[Coordinate annotation entries]
--- --- ---
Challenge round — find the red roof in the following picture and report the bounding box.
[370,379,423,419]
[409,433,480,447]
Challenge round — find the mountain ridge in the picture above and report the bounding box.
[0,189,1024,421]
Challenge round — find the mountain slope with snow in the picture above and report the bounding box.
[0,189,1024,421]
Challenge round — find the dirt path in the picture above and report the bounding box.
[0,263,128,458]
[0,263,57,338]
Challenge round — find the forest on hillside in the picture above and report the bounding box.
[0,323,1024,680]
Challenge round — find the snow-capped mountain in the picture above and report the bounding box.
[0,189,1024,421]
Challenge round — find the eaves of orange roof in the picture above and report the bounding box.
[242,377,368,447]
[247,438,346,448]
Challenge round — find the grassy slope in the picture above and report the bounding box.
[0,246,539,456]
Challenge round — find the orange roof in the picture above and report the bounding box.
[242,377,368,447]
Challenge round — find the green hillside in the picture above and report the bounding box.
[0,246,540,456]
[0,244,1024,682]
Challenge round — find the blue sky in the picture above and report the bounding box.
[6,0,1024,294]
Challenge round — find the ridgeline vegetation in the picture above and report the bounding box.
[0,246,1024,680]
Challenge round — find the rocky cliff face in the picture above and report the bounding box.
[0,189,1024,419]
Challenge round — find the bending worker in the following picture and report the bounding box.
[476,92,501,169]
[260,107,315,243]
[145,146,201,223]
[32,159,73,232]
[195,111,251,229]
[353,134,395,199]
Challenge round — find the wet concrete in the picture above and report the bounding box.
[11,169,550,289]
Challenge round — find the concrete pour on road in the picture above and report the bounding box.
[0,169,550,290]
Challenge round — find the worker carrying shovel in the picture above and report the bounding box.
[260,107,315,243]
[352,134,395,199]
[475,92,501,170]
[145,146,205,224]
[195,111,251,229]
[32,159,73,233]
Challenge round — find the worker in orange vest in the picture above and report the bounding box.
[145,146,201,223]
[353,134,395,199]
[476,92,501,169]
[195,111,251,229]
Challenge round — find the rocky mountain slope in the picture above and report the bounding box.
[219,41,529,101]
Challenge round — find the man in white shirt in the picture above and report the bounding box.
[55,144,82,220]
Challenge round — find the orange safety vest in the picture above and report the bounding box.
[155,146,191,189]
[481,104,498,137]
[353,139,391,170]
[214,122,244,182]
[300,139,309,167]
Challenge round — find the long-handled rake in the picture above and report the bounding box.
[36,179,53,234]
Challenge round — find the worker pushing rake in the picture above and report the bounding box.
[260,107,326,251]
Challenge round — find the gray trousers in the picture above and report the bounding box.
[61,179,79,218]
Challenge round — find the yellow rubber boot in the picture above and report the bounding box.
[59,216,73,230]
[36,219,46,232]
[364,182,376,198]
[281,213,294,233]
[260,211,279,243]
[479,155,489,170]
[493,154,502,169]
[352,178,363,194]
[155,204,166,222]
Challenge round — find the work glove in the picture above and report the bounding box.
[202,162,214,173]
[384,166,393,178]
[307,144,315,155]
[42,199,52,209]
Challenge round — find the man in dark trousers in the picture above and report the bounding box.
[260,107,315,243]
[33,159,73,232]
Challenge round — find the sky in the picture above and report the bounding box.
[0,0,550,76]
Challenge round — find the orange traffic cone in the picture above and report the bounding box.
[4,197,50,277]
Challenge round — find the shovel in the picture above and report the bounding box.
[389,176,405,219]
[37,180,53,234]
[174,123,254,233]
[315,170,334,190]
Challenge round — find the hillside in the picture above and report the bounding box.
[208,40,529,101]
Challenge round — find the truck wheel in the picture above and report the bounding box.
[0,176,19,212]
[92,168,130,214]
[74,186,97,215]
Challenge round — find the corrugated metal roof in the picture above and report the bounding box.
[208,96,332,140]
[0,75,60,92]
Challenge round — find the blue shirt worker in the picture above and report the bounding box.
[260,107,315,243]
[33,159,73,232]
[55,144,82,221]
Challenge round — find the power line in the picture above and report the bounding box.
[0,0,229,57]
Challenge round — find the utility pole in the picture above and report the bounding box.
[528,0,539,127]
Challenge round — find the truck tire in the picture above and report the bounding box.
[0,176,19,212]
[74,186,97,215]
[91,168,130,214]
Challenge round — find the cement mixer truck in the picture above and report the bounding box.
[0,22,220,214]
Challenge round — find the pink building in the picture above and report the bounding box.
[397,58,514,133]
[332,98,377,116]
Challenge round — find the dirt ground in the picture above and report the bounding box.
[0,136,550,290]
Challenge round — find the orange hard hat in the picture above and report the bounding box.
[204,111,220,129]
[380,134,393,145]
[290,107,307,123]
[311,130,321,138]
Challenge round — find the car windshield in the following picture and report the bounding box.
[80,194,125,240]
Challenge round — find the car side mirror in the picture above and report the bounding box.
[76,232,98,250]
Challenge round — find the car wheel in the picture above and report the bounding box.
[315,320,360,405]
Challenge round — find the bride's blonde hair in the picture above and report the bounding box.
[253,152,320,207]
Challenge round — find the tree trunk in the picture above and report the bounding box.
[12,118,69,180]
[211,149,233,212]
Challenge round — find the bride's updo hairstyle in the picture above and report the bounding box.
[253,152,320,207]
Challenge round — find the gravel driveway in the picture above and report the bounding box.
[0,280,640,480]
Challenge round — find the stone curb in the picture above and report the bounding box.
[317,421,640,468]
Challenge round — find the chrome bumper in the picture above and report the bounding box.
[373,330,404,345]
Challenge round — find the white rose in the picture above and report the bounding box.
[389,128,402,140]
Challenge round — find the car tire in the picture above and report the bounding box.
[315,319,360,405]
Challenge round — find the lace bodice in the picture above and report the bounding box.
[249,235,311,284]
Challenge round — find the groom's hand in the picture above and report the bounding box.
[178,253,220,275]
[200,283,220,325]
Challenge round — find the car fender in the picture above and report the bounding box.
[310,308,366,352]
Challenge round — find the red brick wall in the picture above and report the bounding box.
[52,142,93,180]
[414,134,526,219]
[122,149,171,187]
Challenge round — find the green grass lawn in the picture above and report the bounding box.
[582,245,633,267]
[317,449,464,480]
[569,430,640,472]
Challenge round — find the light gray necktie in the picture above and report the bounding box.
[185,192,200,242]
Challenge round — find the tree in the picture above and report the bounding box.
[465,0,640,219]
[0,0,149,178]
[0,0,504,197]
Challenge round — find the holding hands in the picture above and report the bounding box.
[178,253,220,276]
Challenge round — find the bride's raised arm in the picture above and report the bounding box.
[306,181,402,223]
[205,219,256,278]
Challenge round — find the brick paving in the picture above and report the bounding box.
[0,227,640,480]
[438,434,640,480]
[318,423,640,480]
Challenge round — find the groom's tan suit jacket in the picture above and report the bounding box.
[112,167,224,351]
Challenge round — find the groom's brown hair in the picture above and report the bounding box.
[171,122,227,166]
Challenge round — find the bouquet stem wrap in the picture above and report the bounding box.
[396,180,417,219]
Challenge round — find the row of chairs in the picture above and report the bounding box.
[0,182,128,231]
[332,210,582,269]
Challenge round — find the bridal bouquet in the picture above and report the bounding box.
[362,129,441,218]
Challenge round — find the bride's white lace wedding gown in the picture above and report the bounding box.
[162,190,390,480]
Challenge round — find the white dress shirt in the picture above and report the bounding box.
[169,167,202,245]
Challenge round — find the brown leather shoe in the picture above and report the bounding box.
--- --- ---
Given exercise
Give the lines of the material above as a JSON list of strings, one string per line, skipping blank lines.

Complete output
[
  "Challenge round — find the red roof in the following picture and report the bounding box.",
  "[370,379,423,419]",
  "[409,433,480,447]",
  "Challenge round — find the mountain ridge in the picture above and report the bounding box.",
  "[0,189,1024,421]",
  "Challenge round — find the mountain slope with snow in the picture above and report the bounding box.",
  "[0,189,1024,421]",
  "Challenge round — find the dirt path in the picture above and report the bounding box.",
  "[0,263,128,458]",
  "[0,263,57,338]",
  "Challenge round — find the forest on hillside in the picture above and report the bounding box.",
  "[0,323,1024,680]",
  "Challenge round — find the snow-capped mountain in the picture above and report the bounding box.",
  "[0,189,1024,421]",
  "Challenge round — find the eaves of orange roof in the picture above and report the bounding box.",
  "[242,377,368,447]",
  "[247,438,346,448]",
  "Challenge round — find the grassy slope in the picture above and report the bounding box.",
  "[0,246,539,456]",
  "Challenge round — find the orange roof in the picture above and report the bounding box.",
  "[242,377,368,447]",
  "Challenge round — find the green hillside in the picture above and report the bounding box.",
  "[0,246,540,456]",
  "[0,244,1024,682]",
  "Challenge round — find the blue sky in the picture above and report the bounding box.",
  "[6,0,1024,294]",
  "Challenge round — find the ridgeline vegetation in the picture above and report the bounding box.",
  "[0,246,1024,680]",
  "Challenge round — find the rocky cliff face in the picture above and report the bounding box.",
  "[0,189,1024,419]",
  "Challenge round — find the bending worker in the following picture and report the bounding box.",
  "[476,92,501,169]",
  "[260,107,315,243]",
  "[145,146,201,223]",
  "[32,159,73,232]",
  "[195,111,251,229]",
  "[353,134,395,199]",
  "Challenge round — find the wet concrete in the picture above and report the bounding box.",
  "[11,169,550,289]",
  "Challenge round — find the concrete pour on road in the picture above and report the bounding box.",
  "[0,169,550,290]",
  "Challenge round — find the worker carrying shovel in the picture above and report the bounding box.",
  "[260,107,315,243]",
  "[352,134,395,199]",
  "[475,92,501,170]",
  "[145,146,205,224]",
  "[195,111,251,229]",
  "[32,159,73,233]",
  "Challenge round — find the worker in orange vest in the picture above and report the bounding box.",
  "[145,146,201,223]",
  "[353,134,395,199]",
  "[476,92,501,169]",
  "[195,111,251,229]",
  "Challenge round — find the rocky mountain slope in the picture above and report the bounding box.",
  "[219,41,529,101]",
  "Challenge round — find the man in white shirt in the picture above and report the bounding box.",
  "[55,144,82,220]",
  "Challenge round — find the orange safety vest in the picture above and report the bounding box.",
  "[155,146,191,189]",
  "[481,104,498,137]",
  "[353,139,391,170]",
  "[214,122,244,182]",
  "[300,139,309,167]",
  "Challenge round — find the long-handled rake in the picture above and report the bounding box.",
  "[36,179,53,234]",
  "Challenge round — find the worker pushing rake in the picture above and report the bounding box.",
  "[260,107,326,251]",
  "Challenge round — find the gray trousers in the picture above and report the bounding box.",
  "[61,179,79,218]",
  "Challenge round — find the yellow rubber boot in the picture above and report the bounding box.",
  "[59,216,73,230]",
  "[36,219,46,232]",
  "[364,182,376,198]",
  "[281,213,294,233]",
  "[260,211,279,243]",
  "[479,155,489,170]",
  "[493,154,502,169]",
  "[352,178,363,194]",
  "[155,204,166,222]",
  "Challenge round — find the work glove in the picture above and report the bounding box.",
  "[202,162,214,173]",
  "[384,166,393,178]",
  "[307,144,315,155]",
  "[42,199,52,209]",
  "Challenge round — find the man in dark trousers in the picture above and report the bounding box.",
  "[260,107,315,243]",
  "[33,159,73,232]",
  "Challenge round — find the sky in the picture above and report the bounding box.",
  "[0,0,550,76]",
  "Challenge round — find the orange traffic cone in the picture above and report the bounding box.",
  "[4,197,50,277]",
  "Challenge round — find the shovel in the picture above and report the bounding box.",
  "[389,176,405,219]",
  "[37,180,53,234]",
  "[174,123,254,233]",
  "[315,170,334,190]",
  "Challenge round — find the hillside in the picture above and report the bounding box.",
  "[208,40,529,101]",
  "Challenge round — find the truck wheel in the picture above and report the bounding box.",
  "[0,176,19,212]",
  "[92,168,130,214]",
  "[74,186,97,215]",
  "Challenge round — find the corrugated metal roof in the picture above and report the bounding box.",
  "[208,96,332,140]",
  "[0,75,60,92]",
  "Challenge round — find the blue shirt worker in the picture above and report the bounding box.",
  "[260,107,315,243]",
  "[33,159,73,232]",
  "[55,144,82,221]",
  "Challenge round — find the power line in the picture above and report the bounding box.",
  "[0,0,229,57]",
  "Challenge round — find the utility pole in the picture above and report the bounding box.",
  "[528,0,539,127]",
  "Challenge round — find the truck tire in the picture above and report the bounding box.",
  "[0,176,19,212]",
  "[74,186,97,215]",
  "[91,168,130,214]",
  "Challenge round — find the cement mixer truck in the picture above and report the bounding box.",
  "[0,22,220,214]",
  "Challenge round — find the pink building in the picture above and report the bounding box.",
  "[397,58,514,133]",
  "[332,98,377,116]",
  "Challenge round — find the dirt ground in the picture above and report the bounding box.",
  "[0,136,550,290]",
  "Challenge round — find the orange hard hat in the picture above and report the bounding box.",
  "[204,111,220,129]",
  "[380,134,393,145]",
  "[290,107,307,123]",
  "[311,130,321,138]",
  "Challenge round — find the car windshield in the following picture and report the bounding box.",
  "[80,194,125,240]",
  "Challenge round — find the car side mirror in the picture above and report the bounding box.",
  "[76,232,98,250]",
  "Challenge round — find the car wheel in the picture above and report the bounding box.",
  "[315,320,360,405]",
  "Challenge round — find the bride's blonde hair in the picture above and report the bounding box.",
  "[253,152,320,207]",
  "Challenge round — find the tree trunk in the picture above and report the bounding box.",
  "[12,118,69,180]",
  "[211,149,233,212]",
  "Challenge round — find the bride's updo hairstyle in the picture above and report the bounding box.",
  "[253,152,320,207]",
  "Challenge round — find the gravel driveway in the picture above and report the bounding box.",
  "[0,280,640,480]",
  "Challenge round — find the stone curb in the picture above and report the bounding box.",
  "[317,421,640,468]",
  "Challenge round — find the chrome bumper in the picture above and report the bounding box.",
  "[373,330,404,345]",
  "Challenge round — find the white rose in the picture above and report the bounding box.",
  "[389,128,402,140]",
  "Challenge round — find the car tire in the picture above and report the bounding box.",
  "[315,319,360,405]",
  "Challenge round — find the lace bodice in the picture above and report the bounding box.",
  "[249,235,311,284]",
  "Challenge round — find the groom's hand in the picture above and report the bounding box.",
  "[178,253,220,275]",
  "[200,283,220,325]",
  "Challenge round — find the car fender in the picture above and report the bounding box.",
  "[310,308,366,352]",
  "Challenge round — find the red brick wall in the picture above and report the bounding box.",
  "[52,142,93,180]",
  "[414,134,526,219]",
  "[122,149,171,187]",
  "Challenge round — find the green grass lawn in the picture above and report the bounding box.",
  "[582,245,633,267]",
  "[317,449,464,480]",
  "[569,430,640,472]",
  "Challenge round — find the light gray necktie in the picture above and report the bounding box.",
  "[185,192,200,242]",
  "Challenge round — find the tree in the picture above and report the bounding box.",
  "[465,0,640,219]",
  "[0,0,149,178]",
  "[0,0,504,197]",
  "Challenge round — find the holding hands in the picture above and report the bounding box.",
  "[178,253,220,276]",
  "Challenge round — find the bride's raised arm in the picture above and report the bounding box.",
  "[306,181,402,223]",
  "[205,219,256,278]",
  "Challenge round — find the brick paving in the picture above and report the bounding box.",
  "[0,227,640,480]",
  "[438,434,640,480]",
  "[318,423,640,480]",
  "Challenge round — find the groom's tan suit jacket in the picture above and report the bounding box.",
  "[112,167,224,351]",
  "Challenge round — find the groom's brown hair in the picture above and report the bounding box.",
  "[171,122,227,166]",
  "Challenge round — find the bouquet stem wrap in the picture above and report the bounding box.",
  "[396,180,417,219]",
  "Challenge round — find the row of chairs in the picture above and report the bounding box.",
  "[0,182,128,231]",
  "[332,210,582,269]",
  "Challenge round — find the bridal bouquet in the picture above and report the bounding box.",
  "[362,129,441,218]",
  "Challenge round — find the bride's white lace wedding gown in the picture above and report the bounding box.",
  "[162,190,390,480]",
  "Challenge round — find the white dress shirt in the picture above and report the bounding box.",
  "[169,167,202,245]",
  "Challenge round — find the brown leather shoe in the picture above and report the bounding box."
]